• PROBLEM REQUIREMENTS: Copy each record exactly, word for word.

*** INFORMATION SUPPLIED ***

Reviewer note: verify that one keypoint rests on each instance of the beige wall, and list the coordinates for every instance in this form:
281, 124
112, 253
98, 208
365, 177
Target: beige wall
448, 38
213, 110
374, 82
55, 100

*** End of INFORMATION SUPPLIED ***

• SOLUTION FOR THIS PROBLEM:
Reviewer note: verify that one keypoint rests on each instance of the beige wall, and list the coordinates for every instance in this form:
281, 124
112, 253
98, 208
365, 177
Target: beige wall
448, 38
213, 110
374, 82
55, 100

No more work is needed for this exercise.